● SOURCE RECORDS:

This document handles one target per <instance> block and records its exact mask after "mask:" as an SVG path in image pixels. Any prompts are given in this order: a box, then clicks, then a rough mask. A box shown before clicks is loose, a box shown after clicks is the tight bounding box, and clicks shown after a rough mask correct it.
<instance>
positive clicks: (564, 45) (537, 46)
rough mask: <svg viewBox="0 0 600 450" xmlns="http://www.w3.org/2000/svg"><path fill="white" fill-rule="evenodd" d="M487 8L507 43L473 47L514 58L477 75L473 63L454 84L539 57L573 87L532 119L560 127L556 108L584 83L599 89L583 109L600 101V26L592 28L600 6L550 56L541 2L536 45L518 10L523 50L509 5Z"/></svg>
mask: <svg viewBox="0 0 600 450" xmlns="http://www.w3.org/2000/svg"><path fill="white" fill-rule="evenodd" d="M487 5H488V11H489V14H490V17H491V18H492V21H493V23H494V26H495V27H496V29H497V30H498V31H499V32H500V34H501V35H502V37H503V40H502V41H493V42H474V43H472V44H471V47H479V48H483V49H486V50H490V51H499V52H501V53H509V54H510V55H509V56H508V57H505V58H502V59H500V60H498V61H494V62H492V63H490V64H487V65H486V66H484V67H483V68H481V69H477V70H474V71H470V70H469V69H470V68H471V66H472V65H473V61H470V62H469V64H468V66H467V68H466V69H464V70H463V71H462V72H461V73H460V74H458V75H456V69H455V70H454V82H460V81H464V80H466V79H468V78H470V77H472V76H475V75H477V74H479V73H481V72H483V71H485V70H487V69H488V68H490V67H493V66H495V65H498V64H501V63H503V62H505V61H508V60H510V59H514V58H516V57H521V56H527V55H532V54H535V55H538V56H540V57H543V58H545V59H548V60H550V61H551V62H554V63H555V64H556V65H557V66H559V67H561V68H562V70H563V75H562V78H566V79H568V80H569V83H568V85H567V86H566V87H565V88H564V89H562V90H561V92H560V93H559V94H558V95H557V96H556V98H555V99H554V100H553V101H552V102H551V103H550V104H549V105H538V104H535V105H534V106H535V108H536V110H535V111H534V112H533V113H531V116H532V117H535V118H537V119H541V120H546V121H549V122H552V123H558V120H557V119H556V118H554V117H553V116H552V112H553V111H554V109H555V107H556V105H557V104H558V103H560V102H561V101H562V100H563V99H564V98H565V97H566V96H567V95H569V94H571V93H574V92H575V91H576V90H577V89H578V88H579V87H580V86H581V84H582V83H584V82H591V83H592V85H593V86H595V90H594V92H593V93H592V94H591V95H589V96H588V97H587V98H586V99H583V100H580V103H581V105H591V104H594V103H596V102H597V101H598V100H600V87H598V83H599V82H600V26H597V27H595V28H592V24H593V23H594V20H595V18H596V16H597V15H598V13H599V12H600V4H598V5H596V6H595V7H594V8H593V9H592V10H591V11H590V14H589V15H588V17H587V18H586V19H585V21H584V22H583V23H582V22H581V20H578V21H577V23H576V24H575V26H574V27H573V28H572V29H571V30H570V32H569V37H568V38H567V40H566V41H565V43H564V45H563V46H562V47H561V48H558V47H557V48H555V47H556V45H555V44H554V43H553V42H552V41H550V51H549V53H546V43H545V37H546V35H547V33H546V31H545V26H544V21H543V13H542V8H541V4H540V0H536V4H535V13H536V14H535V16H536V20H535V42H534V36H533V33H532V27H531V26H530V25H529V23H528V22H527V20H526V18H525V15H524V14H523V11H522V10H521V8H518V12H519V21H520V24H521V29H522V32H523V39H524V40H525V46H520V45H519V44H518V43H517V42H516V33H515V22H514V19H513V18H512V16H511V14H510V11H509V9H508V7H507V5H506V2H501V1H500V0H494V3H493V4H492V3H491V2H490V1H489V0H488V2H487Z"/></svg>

● WORK ITEM:
Nothing but the lines from the top of the entries above through the line with "positive clicks: (564, 45) (537, 46)" should be set down, each exactly as written.

● RESPONSE BELOW:
This document handles one target per <instance> block and records its exact mask after "mask:" as an SVG path in image pixels. Any prompts are given in this order: a box, then clicks, then a rough mask. A box shown before clicks is loose, a box shown after clicks is the tight bounding box, and clicks shown after a rough mask correct it.
<instance>
positive clicks: (564, 45) (537, 46)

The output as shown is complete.